Segment Start: Given records

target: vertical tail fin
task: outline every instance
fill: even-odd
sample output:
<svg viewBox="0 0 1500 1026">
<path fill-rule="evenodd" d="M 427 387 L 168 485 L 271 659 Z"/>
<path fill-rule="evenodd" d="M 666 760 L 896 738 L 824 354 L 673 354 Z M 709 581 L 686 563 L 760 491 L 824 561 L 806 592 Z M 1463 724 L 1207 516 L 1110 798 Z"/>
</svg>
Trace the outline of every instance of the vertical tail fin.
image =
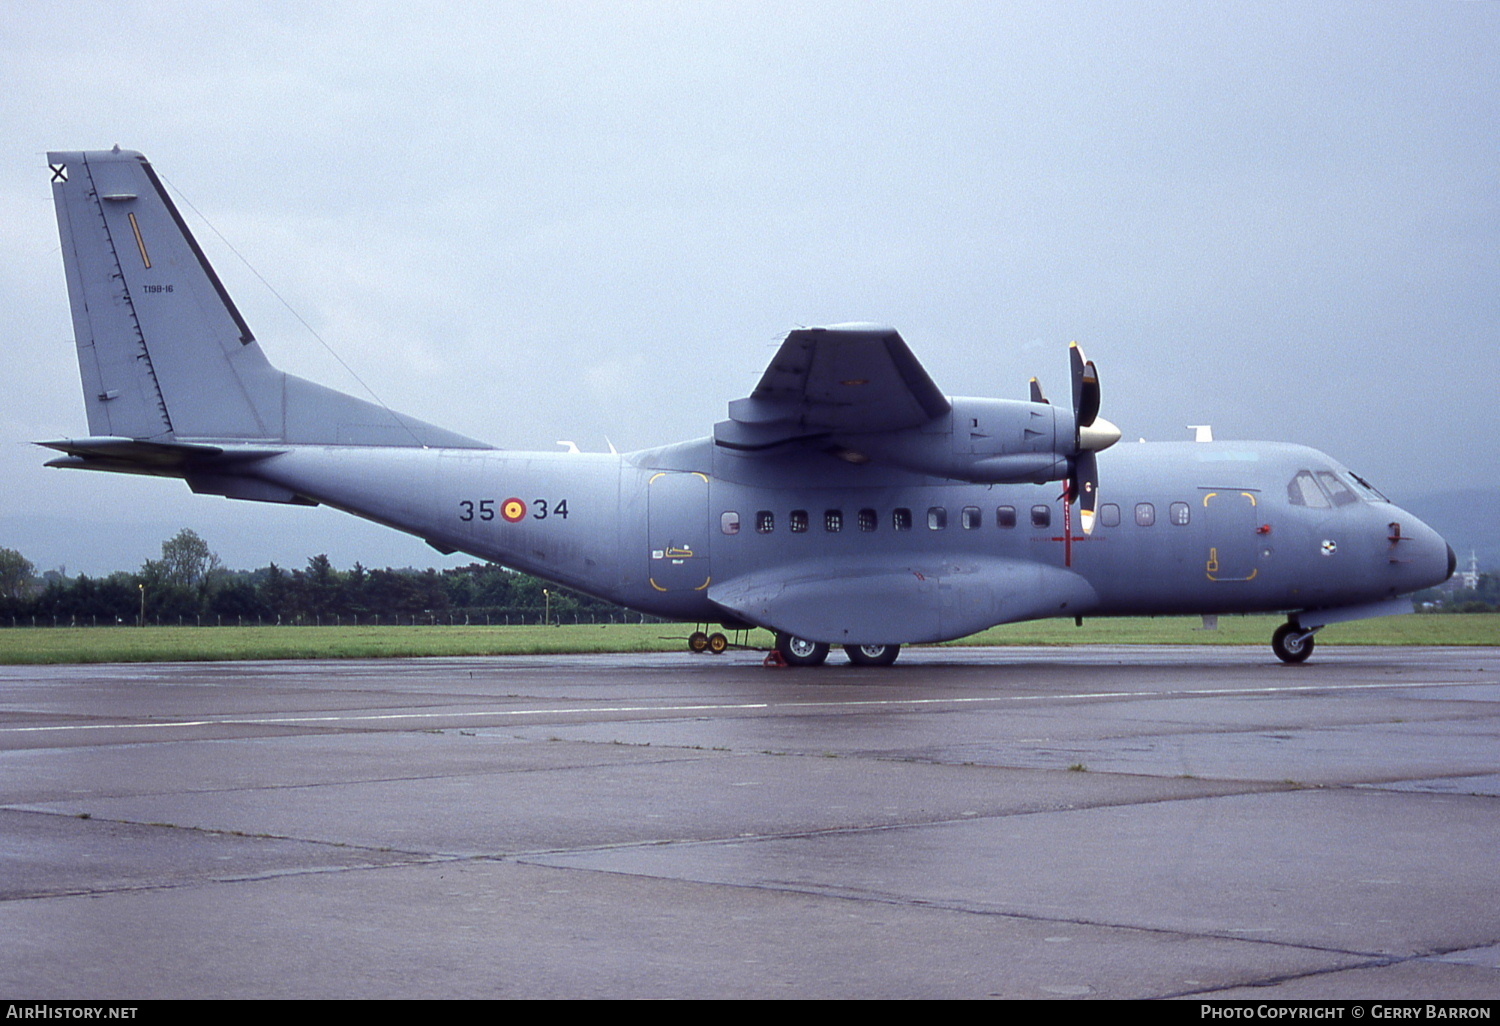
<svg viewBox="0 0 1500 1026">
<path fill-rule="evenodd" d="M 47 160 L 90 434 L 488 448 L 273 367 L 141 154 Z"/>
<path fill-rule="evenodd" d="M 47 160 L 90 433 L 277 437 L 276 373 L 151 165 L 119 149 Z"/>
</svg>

Segment End: Given records
Segment Start: Given records

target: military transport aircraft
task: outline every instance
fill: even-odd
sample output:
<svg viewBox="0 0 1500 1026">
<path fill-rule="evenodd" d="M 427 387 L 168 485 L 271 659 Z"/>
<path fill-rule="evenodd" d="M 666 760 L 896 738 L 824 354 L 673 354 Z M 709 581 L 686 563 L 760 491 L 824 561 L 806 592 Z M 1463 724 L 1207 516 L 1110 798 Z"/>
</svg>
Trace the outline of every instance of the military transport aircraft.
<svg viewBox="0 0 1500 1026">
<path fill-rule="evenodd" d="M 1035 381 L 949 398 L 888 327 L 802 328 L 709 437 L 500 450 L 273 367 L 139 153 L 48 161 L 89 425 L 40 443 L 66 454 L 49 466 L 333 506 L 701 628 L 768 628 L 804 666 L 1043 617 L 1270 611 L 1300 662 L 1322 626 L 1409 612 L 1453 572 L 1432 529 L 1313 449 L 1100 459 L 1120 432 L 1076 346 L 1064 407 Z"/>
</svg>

Segment End: Given records

-- Exercise --
Copy back the listing above exactly, but only from the line with "target: vertical tail fin" through the line with "Trace the outline of every instance of the vertical", both ends included.

-- Your response --
target: vertical tail fin
task: outline every instance
fill: even-odd
sample output:
<svg viewBox="0 0 1500 1026">
<path fill-rule="evenodd" d="M 427 387 L 168 485 L 271 659 Z"/>
<path fill-rule="evenodd" d="M 666 760 L 896 738 L 824 354 L 673 354 Z M 709 581 L 686 563 L 760 491 L 824 561 L 806 592 Z M 1463 724 L 1207 516 L 1110 798 Z"/>
</svg>
Trace the outline of every instance of the vertical tail fin.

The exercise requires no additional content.